----- Available records -----

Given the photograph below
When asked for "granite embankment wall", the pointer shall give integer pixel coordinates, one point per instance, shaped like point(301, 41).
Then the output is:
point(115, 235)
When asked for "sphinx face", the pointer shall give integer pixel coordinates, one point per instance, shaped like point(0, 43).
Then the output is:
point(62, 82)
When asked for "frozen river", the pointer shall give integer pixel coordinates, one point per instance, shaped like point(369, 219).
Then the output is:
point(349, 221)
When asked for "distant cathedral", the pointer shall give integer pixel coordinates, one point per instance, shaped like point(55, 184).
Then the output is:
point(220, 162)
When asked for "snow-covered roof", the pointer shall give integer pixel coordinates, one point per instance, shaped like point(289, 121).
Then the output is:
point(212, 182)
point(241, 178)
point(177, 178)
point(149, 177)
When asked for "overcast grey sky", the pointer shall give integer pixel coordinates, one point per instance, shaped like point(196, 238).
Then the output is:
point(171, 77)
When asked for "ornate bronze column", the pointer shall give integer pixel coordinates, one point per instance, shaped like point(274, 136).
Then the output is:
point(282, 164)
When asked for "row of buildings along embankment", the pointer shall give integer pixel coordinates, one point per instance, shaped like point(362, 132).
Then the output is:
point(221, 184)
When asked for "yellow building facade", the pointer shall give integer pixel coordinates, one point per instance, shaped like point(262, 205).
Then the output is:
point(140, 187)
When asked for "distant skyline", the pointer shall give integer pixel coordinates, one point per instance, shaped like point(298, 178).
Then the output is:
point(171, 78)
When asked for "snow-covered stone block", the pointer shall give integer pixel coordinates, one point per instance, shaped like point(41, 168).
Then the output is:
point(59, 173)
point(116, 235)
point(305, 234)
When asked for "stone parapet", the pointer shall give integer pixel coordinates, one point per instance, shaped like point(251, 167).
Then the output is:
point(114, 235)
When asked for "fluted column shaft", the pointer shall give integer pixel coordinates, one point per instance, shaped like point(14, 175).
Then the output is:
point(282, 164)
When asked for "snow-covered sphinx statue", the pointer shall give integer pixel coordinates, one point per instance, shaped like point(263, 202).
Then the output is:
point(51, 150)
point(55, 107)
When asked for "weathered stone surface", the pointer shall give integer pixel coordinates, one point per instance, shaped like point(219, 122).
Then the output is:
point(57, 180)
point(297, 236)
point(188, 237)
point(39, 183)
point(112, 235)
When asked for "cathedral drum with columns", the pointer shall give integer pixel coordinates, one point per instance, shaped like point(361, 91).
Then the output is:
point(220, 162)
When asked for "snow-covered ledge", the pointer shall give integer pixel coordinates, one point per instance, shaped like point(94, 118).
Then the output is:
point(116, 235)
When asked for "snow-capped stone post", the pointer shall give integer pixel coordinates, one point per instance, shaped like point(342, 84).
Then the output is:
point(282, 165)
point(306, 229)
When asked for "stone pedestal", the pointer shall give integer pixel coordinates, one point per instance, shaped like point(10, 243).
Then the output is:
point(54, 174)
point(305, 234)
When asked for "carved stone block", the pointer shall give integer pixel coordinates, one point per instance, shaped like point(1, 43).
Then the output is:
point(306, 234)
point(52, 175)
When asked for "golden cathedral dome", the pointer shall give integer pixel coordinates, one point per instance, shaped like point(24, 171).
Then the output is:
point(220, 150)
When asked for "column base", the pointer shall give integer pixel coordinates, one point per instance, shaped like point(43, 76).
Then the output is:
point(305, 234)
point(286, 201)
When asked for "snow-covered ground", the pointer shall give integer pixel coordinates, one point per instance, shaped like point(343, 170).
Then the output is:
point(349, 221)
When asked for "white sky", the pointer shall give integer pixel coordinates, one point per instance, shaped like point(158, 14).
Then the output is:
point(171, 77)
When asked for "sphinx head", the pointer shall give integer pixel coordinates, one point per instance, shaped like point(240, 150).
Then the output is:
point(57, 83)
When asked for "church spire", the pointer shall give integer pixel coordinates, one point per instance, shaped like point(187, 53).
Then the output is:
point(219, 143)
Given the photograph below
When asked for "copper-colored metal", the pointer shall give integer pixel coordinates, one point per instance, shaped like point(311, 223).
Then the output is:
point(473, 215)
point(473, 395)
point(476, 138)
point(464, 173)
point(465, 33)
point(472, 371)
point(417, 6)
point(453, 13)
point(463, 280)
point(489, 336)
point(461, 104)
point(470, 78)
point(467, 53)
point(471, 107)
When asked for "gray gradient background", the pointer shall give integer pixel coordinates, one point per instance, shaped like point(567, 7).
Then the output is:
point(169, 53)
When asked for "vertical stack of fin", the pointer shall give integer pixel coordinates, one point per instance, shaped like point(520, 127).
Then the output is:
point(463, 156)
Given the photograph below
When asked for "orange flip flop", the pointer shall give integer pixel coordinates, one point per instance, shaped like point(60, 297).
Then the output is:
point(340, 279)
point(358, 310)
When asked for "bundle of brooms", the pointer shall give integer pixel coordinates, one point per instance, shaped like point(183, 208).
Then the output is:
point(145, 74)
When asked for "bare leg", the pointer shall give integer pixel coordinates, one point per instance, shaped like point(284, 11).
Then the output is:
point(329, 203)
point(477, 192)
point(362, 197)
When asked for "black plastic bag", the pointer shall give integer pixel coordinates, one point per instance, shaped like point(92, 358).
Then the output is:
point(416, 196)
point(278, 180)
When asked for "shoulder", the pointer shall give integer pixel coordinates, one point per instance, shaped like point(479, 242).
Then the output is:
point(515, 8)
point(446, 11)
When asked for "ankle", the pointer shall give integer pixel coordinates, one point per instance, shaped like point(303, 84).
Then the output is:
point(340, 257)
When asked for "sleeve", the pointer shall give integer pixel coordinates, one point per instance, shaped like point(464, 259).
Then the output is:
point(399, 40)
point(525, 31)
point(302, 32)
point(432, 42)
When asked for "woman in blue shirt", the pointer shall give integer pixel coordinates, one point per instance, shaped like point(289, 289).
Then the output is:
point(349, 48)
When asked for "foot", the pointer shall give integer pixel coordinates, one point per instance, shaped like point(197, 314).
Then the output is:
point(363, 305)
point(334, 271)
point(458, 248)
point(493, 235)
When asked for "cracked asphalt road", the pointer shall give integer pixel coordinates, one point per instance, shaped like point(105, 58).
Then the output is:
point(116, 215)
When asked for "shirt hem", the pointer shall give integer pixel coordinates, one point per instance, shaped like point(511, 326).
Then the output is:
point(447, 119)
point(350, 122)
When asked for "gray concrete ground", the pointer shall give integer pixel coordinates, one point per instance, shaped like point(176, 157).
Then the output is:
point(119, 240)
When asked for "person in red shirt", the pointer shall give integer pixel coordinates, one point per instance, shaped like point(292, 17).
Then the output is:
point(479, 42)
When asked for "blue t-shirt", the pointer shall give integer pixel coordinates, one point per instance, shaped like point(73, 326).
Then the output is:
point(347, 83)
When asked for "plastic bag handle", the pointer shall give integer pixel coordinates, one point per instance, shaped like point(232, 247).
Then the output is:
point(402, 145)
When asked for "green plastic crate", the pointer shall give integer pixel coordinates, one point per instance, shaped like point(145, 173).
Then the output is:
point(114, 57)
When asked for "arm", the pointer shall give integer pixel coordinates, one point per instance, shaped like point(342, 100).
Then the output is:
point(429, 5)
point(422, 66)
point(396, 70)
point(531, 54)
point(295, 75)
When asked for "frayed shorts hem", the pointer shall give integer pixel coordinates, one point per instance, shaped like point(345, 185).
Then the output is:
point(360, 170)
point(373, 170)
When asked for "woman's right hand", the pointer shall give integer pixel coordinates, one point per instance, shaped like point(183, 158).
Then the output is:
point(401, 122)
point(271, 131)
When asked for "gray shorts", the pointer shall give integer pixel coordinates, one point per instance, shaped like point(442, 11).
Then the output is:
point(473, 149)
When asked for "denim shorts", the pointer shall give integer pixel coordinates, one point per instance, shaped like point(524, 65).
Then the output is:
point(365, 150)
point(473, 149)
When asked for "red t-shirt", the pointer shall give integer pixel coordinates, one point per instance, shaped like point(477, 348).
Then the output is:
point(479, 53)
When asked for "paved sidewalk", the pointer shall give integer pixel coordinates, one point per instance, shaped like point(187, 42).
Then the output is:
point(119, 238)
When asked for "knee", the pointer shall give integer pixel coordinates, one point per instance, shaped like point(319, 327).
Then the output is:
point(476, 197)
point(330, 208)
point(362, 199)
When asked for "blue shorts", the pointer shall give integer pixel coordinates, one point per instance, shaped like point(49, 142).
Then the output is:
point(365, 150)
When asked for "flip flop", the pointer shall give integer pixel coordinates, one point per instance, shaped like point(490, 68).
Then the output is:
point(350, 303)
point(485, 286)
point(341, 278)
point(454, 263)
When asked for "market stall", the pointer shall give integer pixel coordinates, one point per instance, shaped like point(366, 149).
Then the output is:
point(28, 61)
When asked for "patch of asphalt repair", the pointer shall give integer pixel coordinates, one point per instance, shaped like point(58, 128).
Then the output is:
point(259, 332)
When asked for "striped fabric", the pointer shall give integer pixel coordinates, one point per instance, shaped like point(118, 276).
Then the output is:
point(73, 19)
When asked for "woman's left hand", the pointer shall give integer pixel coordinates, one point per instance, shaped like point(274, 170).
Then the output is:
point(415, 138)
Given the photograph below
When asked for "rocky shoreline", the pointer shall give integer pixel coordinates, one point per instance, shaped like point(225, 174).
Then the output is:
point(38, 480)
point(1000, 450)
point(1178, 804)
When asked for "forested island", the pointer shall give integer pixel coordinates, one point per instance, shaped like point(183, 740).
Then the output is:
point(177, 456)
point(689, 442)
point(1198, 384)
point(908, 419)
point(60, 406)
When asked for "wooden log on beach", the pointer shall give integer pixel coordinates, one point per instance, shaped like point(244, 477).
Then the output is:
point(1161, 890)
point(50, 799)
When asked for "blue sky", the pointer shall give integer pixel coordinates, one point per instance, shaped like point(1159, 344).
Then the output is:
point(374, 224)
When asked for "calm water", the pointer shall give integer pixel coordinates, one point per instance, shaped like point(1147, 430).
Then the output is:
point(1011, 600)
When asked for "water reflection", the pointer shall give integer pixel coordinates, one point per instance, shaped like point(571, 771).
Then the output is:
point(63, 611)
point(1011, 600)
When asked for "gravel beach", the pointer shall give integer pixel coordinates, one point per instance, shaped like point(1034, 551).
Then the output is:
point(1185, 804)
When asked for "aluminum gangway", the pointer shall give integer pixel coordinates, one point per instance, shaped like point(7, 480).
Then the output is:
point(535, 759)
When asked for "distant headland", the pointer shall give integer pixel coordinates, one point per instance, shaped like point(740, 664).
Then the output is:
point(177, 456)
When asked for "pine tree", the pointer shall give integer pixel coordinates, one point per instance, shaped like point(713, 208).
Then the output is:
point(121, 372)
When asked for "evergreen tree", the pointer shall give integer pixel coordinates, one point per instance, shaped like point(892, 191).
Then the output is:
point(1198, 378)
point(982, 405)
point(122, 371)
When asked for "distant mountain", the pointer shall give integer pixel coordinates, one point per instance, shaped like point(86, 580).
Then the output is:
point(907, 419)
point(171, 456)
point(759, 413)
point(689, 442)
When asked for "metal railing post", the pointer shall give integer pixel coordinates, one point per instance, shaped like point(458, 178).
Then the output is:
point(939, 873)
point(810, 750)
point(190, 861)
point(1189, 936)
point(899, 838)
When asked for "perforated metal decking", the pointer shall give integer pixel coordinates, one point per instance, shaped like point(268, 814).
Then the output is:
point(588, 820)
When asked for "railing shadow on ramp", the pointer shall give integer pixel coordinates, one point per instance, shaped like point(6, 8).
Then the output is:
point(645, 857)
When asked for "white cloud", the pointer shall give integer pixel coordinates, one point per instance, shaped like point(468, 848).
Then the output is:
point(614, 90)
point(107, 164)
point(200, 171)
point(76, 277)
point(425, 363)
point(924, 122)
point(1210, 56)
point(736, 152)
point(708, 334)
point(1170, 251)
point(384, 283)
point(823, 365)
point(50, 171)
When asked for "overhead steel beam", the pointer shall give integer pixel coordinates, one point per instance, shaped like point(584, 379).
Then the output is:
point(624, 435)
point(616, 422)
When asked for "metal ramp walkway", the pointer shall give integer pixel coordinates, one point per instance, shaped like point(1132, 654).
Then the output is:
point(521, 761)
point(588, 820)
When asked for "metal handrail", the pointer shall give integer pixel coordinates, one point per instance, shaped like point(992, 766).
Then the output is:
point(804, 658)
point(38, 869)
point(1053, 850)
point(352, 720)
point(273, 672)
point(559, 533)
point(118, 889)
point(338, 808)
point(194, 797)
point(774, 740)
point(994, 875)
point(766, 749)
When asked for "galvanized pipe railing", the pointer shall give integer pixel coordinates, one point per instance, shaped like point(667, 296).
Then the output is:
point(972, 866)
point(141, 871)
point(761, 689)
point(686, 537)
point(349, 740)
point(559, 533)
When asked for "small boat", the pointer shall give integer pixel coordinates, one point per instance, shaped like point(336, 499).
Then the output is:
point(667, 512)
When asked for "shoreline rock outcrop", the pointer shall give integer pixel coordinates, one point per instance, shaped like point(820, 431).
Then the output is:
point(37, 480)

-----

What is being asked »
Which lines of the data include "railing"? Copy each of them.

Answer section »
When asked for "metal railing post", the pointer shall give integer pixel coordinates, one point per instance, shaped like point(458, 178).
When asked for "railing shadow on ramp", the pointer shall give integer pixel coordinates, one point per instance, shaped like point(6, 8).
When asked for "galvanized pipe railing", the pointer shall give integer pixel coordinates, one point per instance, shaped like point(667, 296).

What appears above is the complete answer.